In this tutorial, you will:

  • Review and update data classes, business terms, and keys for the data assets
  • Run relationship analysis to identify foreign key relationships between the data assets
  • Review data quality dimensions violations
  • Add rules to improve data quality
  • Perform re-analysis of the data assets and observe changes in data quality

Prerequisites

Estimated time

This tutorial will take approximately 60 minutes to complete.

Step 1. Review and update data classes, business terms, and keys for the data assets

  • Log into your IBM Cloud Pak for Data instance. CPD login

  • Navigate to the upper-left hamburger (☰) menu, expand Governance, and click on Data quality. Click on the tile for your data quality project HealthcareAnalysis. This is the project that contains the results from the automated discovery process that was performed in Learn to discover data that resides in your data sources. CPD open data quality project

  • On the Data assets tab, click on PATIENTS to open the PATIENTS data asset. Click PATIENTS asset

  • The Columns tab for the PATIENTS data asset shows information about the columns in the asset. You can see that the analysis process has identified and auto-assigned data classes and business terms for some of the columns. To edit these values, click Edit, then click on the first column: ID. Patients - edit annotations

  • Go to the Data classes tab. You will see that the data classes Text and UUID were identified for this column. Moreover, both these data classes have confidence of 100%. Of these, the UUID data class was detected as the data class for this column during analysis and, therefore, you can see UUID mentioned under Detected Data Class. The data class was correctly identified in this case, but if it is not, and if you wish to update the data class, you can use the drop-down under Selected Data Class to choose the data class you wish to assign to this column. Patients ID data class

  • Go to the Governance tab. You can see that a number of business terms have been suggested, but none have been assigned to the ID column. This is because none of the business terms has a confidence of over 80%. You can click on the checkmark next to Patient ID to assign this business term to the ID column. You can also use the search bar to search for terms in case they aren’t assigned or suggested. You can also click on the cross next to the other suggested terms to mark them as Rejected. Marking terms as Assigned or Rejected ensures that the terms remain as assigned or rejected after any future analyses of the data. Patients ID governance

NOTE: While you can skip rejecting incorrectly suggested terms, as in case of this column, rejection of incorrect terms is especially important when the confidence in those terms is over 80%, as a result of which they get automatically assigned to the column. In these cases, rejection will ensure that the rejected terms will not be assigned to this column on future analyses even if the confidence is over 80%.

▶ Data listing:
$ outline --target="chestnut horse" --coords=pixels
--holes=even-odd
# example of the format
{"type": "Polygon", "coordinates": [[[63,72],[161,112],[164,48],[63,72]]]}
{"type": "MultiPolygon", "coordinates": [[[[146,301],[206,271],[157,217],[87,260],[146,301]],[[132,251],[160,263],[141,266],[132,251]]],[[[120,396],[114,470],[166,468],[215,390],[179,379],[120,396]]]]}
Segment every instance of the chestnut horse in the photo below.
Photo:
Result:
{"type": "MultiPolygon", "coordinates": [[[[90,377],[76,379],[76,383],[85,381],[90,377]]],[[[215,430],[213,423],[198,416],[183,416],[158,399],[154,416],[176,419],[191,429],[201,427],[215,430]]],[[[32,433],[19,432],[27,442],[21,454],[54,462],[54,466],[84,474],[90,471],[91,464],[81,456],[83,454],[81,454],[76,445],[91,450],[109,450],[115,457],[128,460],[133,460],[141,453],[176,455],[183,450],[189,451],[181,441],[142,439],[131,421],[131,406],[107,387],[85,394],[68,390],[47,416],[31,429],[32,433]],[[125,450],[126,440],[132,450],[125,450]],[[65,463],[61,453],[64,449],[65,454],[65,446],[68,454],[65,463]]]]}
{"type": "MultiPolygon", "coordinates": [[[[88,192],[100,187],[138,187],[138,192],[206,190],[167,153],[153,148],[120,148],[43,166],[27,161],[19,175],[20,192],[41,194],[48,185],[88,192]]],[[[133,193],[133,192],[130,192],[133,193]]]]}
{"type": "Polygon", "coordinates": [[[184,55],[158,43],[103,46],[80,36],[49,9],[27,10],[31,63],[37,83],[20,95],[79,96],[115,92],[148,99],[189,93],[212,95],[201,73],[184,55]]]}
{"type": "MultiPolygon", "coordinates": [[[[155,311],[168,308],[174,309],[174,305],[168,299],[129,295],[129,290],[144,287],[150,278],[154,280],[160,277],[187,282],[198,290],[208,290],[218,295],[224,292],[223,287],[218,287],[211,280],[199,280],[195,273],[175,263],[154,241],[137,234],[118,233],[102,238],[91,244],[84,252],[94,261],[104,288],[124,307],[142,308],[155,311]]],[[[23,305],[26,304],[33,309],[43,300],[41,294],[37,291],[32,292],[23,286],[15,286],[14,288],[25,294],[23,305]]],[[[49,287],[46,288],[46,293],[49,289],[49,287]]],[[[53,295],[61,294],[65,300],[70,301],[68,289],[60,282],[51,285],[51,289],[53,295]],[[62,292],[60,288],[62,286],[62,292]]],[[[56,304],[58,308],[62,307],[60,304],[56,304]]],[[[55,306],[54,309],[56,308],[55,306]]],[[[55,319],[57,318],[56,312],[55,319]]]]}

▶ Task to complete:
Answer these questions using the tutorial:
1. About how long does the tutorial take to complete?
2. Which data class appears under Detected Data Class for the ID column?
3. Why has no business term been assigned to the ID column?
Answer from the tutorial only, without drawing on the items.

▶ Answer for the task:
1. Approximately 60 minutes.
2. UUID.
3. None of the suggested business terms has a confidence of over 80%.